◆ 任务要求
逐字抄录下方条目中自包含"Query: fallen branch"的那一行起、直至条目结尾的全部内容，首尾两行均须包括在内。

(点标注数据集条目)
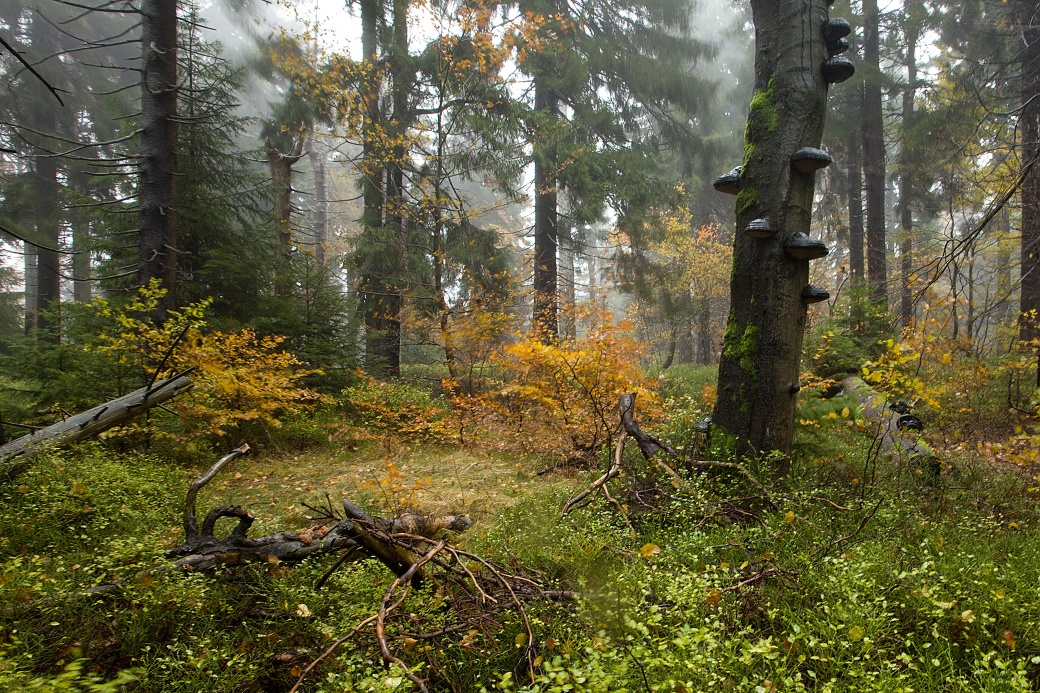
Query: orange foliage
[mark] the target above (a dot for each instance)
(563, 398)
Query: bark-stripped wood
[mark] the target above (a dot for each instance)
(96, 420)
(202, 549)
(904, 445)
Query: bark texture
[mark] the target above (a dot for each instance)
(157, 231)
(874, 157)
(93, 421)
(762, 344)
(912, 31)
(1030, 149)
(546, 225)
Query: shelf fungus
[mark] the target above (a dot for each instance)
(802, 247)
(837, 70)
(837, 47)
(836, 28)
(808, 159)
(760, 228)
(813, 293)
(729, 183)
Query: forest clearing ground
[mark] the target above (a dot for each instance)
(387, 479)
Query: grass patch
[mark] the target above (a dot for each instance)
(856, 578)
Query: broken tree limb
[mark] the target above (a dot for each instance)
(906, 444)
(190, 524)
(649, 445)
(98, 419)
(202, 549)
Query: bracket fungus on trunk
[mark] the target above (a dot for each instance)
(760, 228)
(730, 182)
(813, 293)
(809, 159)
(837, 47)
(835, 28)
(837, 70)
(801, 247)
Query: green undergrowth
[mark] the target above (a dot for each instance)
(855, 574)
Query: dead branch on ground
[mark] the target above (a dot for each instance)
(98, 419)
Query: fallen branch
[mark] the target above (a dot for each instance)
(902, 444)
(202, 549)
(98, 419)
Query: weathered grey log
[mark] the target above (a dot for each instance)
(649, 445)
(904, 445)
(203, 550)
(96, 420)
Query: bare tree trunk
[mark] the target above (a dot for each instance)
(1004, 287)
(856, 234)
(156, 190)
(48, 186)
(371, 283)
(762, 345)
(1030, 152)
(704, 348)
(874, 157)
(568, 322)
(31, 287)
(81, 287)
(546, 319)
(318, 153)
(912, 30)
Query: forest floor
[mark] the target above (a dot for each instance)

◆ 回答如下
Query: fallen branch
[mark] the target above (a dot for each instance)
(902, 444)
(202, 549)
(98, 419)
Query: weathered grey log
[mark] the target above (a dot for each instance)
(649, 445)
(904, 445)
(203, 550)
(96, 420)
Query: bare tree trunk
[mark] the target above (a dot for each instance)
(1004, 287)
(856, 234)
(156, 190)
(48, 186)
(371, 283)
(762, 345)
(1030, 152)
(704, 348)
(874, 157)
(568, 322)
(31, 287)
(81, 287)
(546, 319)
(318, 153)
(912, 30)
Query: forest floor
[mark] the target above (a dot for each instance)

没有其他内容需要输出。